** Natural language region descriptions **
*-*-*
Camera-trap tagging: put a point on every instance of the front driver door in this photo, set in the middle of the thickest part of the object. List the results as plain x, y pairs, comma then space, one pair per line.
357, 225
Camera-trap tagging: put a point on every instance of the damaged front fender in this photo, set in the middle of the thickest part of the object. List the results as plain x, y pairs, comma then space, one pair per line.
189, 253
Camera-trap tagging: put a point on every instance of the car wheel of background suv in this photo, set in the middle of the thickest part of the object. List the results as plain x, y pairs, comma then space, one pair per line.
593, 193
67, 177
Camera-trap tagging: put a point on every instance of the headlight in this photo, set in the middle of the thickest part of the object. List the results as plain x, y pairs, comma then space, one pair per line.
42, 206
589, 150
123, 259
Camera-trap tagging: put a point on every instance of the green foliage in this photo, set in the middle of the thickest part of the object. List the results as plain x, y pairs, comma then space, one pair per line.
*-*-*
The response has to match the records above word for word.

Camera-trap tagging: put a point on every instance of the front driver door in this photo, set in the middle of the thickest part of the object. List the results as plain x, y pairs, comma then space, one pair per line.
357, 225
Camera-trap tagging: put a point on every instance of the damaged front fender in this photo, set in the middle of the thickest part of the object. List the results as plain x, y pairs, comma then space, one pair per line.
189, 253
Camera-trap tagging: put a point on every instance of the car wheel of background suv in this photo, set in the middle of the thickest part of the object. List the results as plain x, y pairs, comma then space, one pair per line.
593, 193
67, 177
Camera-trap tagging: put a point on every instance of the headlight in this photo, set in the middle of the thickest part of the object. List the results as plain x, y pairs, comma then space, one pair per line.
42, 206
589, 150
123, 259
Camera-trap tagging: put a point on every instance of the green foliage in this photo, set in the middle of the thickest part of the object. List the results as plain x, y pairs, comma then space, one pair per line.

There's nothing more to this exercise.